__Testo fornito__.
__________________________________________________

Le quattro casalinghe di Tokio | Romanzo efferato di Natsuo Kirino


Dalla lettura de Le quattro casalinghe di Tokio (Neri Pozza, 2003) sorge spontaneo voler saperne di più su Natsuo Kirino, la settantaduenne autrice giapponese di Kanazawa, e trapiantata a Tokio. 
Fu probabilmente l’interesse per il crimine a portarla alla laurea in giurisprudenza nel 1974; dieci anni dopo intraprese la carriera di scrittrice dedicandosi al romance, un genere che però lei non amava particolarmente. 
Le cose si fecero più interessanti quando spostò l’interesse verso la scrittura di romanzi gialli e hard boiled.
L’hard boiled è un genere poliziesco non deduttivo che si contraddistingue per una rappresentazione realistica del crimine, con violenza e sesso come ingredienti particolarmente forti.
Ed eccoci così a comprendere meglio la genesi delle quattro casalinghe di Tokio, il libro che le diede la notorietà quando uscì ormai diversi anni or sono, nel 1997.

***

Il libro conferma la propensione dell’autrice verso gli aspetti psicologici del crimine, affrontando trame anticonvenzionali che hanno a dir poco scioccato il conservatore pubblico giapponese, non avvezzo ad accettare certi eccessi letterari quando a proporli è una donna. 

Basti dire che un conduttore radiofonico si rifiutò addirittura di parlare con lei perché un suo romanzo trattava il tema di un uomo assassinato dalla moglie, che è poi anche il caso del romanzo di cui stiamo parlando.

La bizzarria del crimine sembra infatti attrarre particolarmente Kirino. E come la maggior parte dei suoi romanzi anche quello delle quattro casalinghe è incentrato su donne criminali, per quanto in questo romanzo anche la componente criminale maschile giochi un ruolo di rilievo. 

Il romanzo è la storia di una degenerazione morale e progressiva di quattro operaie a una catena di montaggio di un’azienda alimentare dopo che una di esse ha ucciso il marito violento e dedito al gioco. 

Le protagoniste del romanzo sono donne povere, sfortunate, sfruttate, ma anche culturalmente succubi di stereotipi sociali, perennemente alla ricerca di un benessere che le circostanze della vita sistematicamente nega loro. Al tempo stesso queste donne sono forti, capaci di reagire in modo fuori dagli schemi, non accettando il ruolo debole che la società vorrebbe imporre.

La narrazione è realistica e convincente, fondata sull'abilità di immedesimare il lettore con queste donne, ma ciò che attrae maggiormente è la capacità dell’autrice di scandagliare la psicologia dei personaggi e mostrare come persone “normali” possano essere condotte alla scelta criminale e accettare o meno di farsi carico di conseguenze sconvolgenti. Lo stile di Kirino è  pulito, mai ridondante, fornisce soltanto i dettagli fondamentali alla comprensione della storia e del contesto in cui si sviluppa, dedicando invece maggiore spazio ai momenti di introspezione psicologica e all’alternanza della centralità di volta in volta dei vari personaggi all’interno della trama

Kirino ha affermato di essere affascinata dalla natura umana e da ciò che trasforma una persona dalla fedina penale immacolata in un criminale.
Il romanzo è per palati forti benché l’autrice, pur descrivendo nei dettagli crimini efferati, non pare compiacersene, limitandosi a registrare i dettagli più raccapriccianti sempre con un occhio di riguardo alle conseguenze che quelle azioni provocano nella mente di chi li commette.

__________________________________________________

__Sezione dati__.
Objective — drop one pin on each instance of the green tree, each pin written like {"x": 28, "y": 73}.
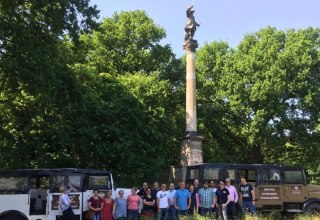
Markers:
{"x": 37, "y": 86}
{"x": 269, "y": 97}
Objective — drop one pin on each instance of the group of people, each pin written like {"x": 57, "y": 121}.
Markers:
{"x": 162, "y": 203}
{"x": 209, "y": 199}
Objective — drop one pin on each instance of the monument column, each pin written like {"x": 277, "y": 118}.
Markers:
{"x": 191, "y": 144}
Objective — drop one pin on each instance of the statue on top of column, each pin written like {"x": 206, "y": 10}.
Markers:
{"x": 191, "y": 25}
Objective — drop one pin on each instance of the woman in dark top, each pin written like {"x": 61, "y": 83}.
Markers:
{"x": 148, "y": 205}
{"x": 194, "y": 200}
{"x": 95, "y": 204}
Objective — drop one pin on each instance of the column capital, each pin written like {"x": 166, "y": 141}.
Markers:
{"x": 190, "y": 45}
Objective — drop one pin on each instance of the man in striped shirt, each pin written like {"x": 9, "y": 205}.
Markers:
{"x": 207, "y": 199}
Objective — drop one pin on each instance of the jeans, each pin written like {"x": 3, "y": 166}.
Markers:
{"x": 162, "y": 213}
{"x": 204, "y": 211}
{"x": 132, "y": 214}
{"x": 248, "y": 205}
{"x": 223, "y": 212}
{"x": 172, "y": 214}
{"x": 232, "y": 212}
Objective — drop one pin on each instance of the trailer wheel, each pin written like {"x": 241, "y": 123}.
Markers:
{"x": 313, "y": 208}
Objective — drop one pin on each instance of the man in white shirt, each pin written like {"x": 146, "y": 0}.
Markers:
{"x": 163, "y": 202}
{"x": 172, "y": 210}
{"x": 65, "y": 204}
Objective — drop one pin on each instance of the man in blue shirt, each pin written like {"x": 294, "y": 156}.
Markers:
{"x": 182, "y": 199}
{"x": 207, "y": 199}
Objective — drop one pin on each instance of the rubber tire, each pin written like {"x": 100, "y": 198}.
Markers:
{"x": 313, "y": 208}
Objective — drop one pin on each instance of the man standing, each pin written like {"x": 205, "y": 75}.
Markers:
{"x": 172, "y": 209}
{"x": 214, "y": 189}
{"x": 65, "y": 203}
{"x": 207, "y": 199}
{"x": 143, "y": 191}
{"x": 223, "y": 199}
{"x": 154, "y": 192}
{"x": 182, "y": 199}
{"x": 233, "y": 199}
{"x": 163, "y": 202}
{"x": 247, "y": 197}
{"x": 196, "y": 185}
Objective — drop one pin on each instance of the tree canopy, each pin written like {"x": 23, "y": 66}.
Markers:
{"x": 75, "y": 92}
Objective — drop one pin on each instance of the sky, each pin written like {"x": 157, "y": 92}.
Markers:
{"x": 220, "y": 20}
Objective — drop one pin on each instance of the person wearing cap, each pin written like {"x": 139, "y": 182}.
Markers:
{"x": 207, "y": 199}
{"x": 233, "y": 199}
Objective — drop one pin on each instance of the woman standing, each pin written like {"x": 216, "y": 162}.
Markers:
{"x": 194, "y": 200}
{"x": 120, "y": 207}
{"x": 107, "y": 204}
{"x": 148, "y": 205}
{"x": 133, "y": 203}
{"x": 95, "y": 205}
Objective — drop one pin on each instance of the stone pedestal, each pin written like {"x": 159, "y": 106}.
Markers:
{"x": 191, "y": 152}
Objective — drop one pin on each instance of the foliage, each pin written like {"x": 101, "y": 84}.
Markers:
{"x": 72, "y": 98}
{"x": 261, "y": 101}
{"x": 110, "y": 96}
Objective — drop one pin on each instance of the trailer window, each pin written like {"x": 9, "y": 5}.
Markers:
{"x": 293, "y": 176}
{"x": 99, "y": 182}
{"x": 75, "y": 182}
{"x": 250, "y": 175}
{"x": 13, "y": 184}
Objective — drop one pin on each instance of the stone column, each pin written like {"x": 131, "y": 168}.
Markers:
{"x": 191, "y": 144}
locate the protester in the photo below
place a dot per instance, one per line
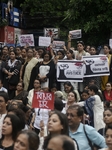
(105, 79)
(82, 133)
(11, 70)
(107, 118)
(27, 68)
(3, 111)
(26, 140)
(57, 125)
(10, 129)
(46, 71)
(98, 107)
(19, 94)
(108, 138)
(108, 92)
(68, 87)
(61, 142)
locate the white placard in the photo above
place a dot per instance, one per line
(75, 34)
(26, 40)
(44, 41)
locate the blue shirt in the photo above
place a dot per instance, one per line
(82, 140)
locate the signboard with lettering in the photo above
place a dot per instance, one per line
(43, 100)
(70, 70)
(96, 65)
(26, 39)
(44, 41)
(75, 34)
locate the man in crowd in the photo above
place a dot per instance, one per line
(84, 135)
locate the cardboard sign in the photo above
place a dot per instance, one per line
(69, 70)
(26, 39)
(44, 41)
(75, 34)
(43, 100)
(58, 45)
(96, 65)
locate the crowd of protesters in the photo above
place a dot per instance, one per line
(82, 115)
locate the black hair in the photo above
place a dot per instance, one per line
(58, 104)
(5, 96)
(33, 139)
(64, 122)
(75, 94)
(61, 51)
(80, 42)
(15, 124)
(47, 52)
(108, 127)
(95, 89)
(80, 110)
(85, 91)
(106, 46)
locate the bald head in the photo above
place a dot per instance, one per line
(61, 142)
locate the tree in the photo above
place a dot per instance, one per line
(93, 17)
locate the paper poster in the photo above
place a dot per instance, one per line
(96, 65)
(43, 100)
(70, 71)
(51, 32)
(75, 34)
(26, 39)
(44, 41)
(58, 45)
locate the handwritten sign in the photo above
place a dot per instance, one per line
(96, 65)
(43, 100)
(58, 45)
(75, 34)
(51, 32)
(27, 39)
(68, 70)
(44, 41)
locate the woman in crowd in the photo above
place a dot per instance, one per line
(105, 79)
(37, 88)
(68, 87)
(19, 94)
(27, 68)
(11, 70)
(97, 107)
(46, 71)
(108, 138)
(107, 118)
(26, 140)
(70, 55)
(108, 92)
(71, 100)
(10, 129)
(5, 53)
(57, 124)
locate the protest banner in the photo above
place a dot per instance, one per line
(58, 45)
(26, 40)
(51, 32)
(75, 34)
(110, 43)
(68, 70)
(96, 65)
(43, 100)
(44, 41)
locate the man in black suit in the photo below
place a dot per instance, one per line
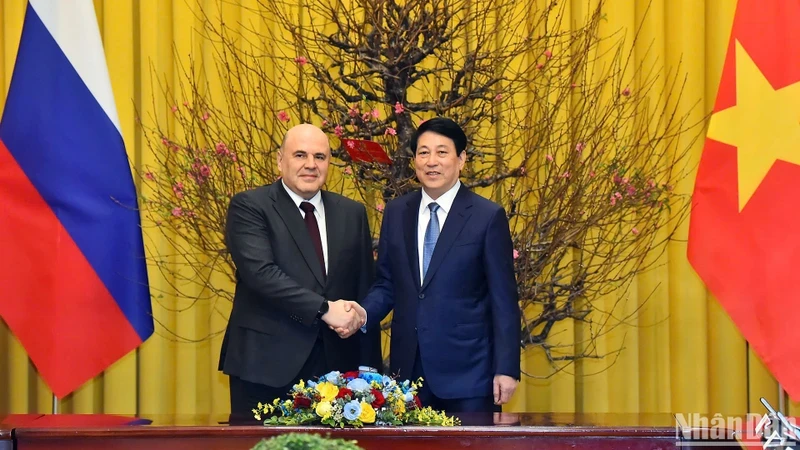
(295, 246)
(446, 269)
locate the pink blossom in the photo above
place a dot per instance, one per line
(177, 188)
(222, 149)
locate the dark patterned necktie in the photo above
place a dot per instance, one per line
(313, 230)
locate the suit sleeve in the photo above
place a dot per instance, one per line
(506, 318)
(380, 300)
(250, 246)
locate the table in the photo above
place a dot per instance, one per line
(506, 431)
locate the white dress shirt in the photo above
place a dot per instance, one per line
(319, 213)
(445, 202)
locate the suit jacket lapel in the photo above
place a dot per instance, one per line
(456, 219)
(335, 224)
(297, 228)
(410, 218)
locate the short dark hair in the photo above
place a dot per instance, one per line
(445, 127)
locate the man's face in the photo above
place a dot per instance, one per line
(437, 163)
(304, 159)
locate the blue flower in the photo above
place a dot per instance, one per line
(332, 376)
(358, 384)
(370, 376)
(352, 410)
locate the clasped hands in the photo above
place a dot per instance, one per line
(345, 317)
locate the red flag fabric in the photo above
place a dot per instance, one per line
(744, 233)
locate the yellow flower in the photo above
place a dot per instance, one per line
(327, 391)
(323, 409)
(367, 413)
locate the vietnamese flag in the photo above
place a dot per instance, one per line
(744, 235)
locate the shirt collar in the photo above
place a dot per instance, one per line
(445, 201)
(316, 200)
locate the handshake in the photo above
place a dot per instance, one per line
(345, 317)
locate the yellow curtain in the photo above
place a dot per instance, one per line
(683, 354)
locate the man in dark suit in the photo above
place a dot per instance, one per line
(445, 266)
(295, 246)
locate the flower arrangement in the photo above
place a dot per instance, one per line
(352, 399)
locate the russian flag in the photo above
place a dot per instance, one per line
(73, 279)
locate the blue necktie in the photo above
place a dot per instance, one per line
(431, 235)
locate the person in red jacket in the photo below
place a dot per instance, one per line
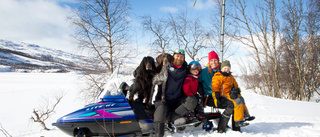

__________________________________________________

__Consegna__. Elenca tutti gli anni espressi in cifre nella recensione de Le quattro casalinghe di Tokio, associando a ciascuno l'evento a cui il testo lo collega.

__Risposta__.
- 2003: edizione del romanzo presso Neri Pozza
- 1974: laurea di Natsuo Kirino in giurisprudenza
- 1997: uscita del libro che le diede la notorietà